**TASK REQUIREMENTS:** The output must match the entries below exactly, with pictures removed.

**RECORDED DATA:**
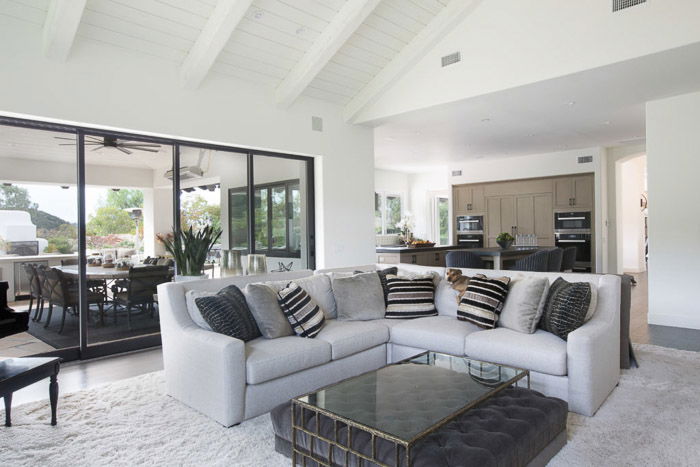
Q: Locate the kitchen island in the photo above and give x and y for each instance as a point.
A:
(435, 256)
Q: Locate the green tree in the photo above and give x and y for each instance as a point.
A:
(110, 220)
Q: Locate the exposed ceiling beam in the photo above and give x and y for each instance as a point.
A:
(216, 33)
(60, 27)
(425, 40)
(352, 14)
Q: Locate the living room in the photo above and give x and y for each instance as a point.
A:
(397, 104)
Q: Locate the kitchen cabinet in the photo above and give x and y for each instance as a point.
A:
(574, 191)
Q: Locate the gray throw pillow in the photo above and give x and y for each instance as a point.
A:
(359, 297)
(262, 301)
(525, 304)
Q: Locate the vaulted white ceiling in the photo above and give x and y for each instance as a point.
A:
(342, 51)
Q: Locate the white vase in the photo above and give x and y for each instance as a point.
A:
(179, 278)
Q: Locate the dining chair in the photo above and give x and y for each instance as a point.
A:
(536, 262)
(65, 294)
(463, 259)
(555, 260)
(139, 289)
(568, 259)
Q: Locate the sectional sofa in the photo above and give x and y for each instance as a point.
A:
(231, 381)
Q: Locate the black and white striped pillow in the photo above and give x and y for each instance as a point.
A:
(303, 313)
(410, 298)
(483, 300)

**EXERCISE SOLUTION:**
Q: Locate the kitchen island in the photo above and give x and y for each instance as a point.
A:
(435, 256)
Q: Locate the green tree in the photo above and give x and y for each instance as a point.
A:
(110, 220)
Q: Locate the exposed ceiling beam in the photo above and give x and y for each instance as a point.
A:
(216, 33)
(60, 27)
(425, 40)
(352, 14)
Q: Locate the living room in the photo above and give x and y for each instance as a point.
A:
(397, 104)
Q: Locate the kitchen cabinet in the photo above and give x and y for each instance as a point.
A:
(574, 191)
Q: Locate the gray throw pillow in the photo above and give x and y for each instance as a point.
A:
(359, 297)
(262, 301)
(525, 304)
Q: Locate the vaulted white ceiling in the photo above and give x and y for each instance as a point.
A:
(342, 51)
Q: Locate the white vase in the photo above and give x and y for each instance as a point.
A:
(179, 278)
Q: Locate the dining chair in the photo above and give x and y for each instance as a point.
A:
(536, 262)
(65, 294)
(463, 259)
(555, 260)
(139, 289)
(568, 259)
Q: Locate the sectional sofa in the photo above and give x and y for each instance as a point.
A:
(231, 381)
Q: Locate the black and white striped pillow in the photo above and give x and y for each instance as a point.
A:
(303, 313)
(410, 298)
(483, 300)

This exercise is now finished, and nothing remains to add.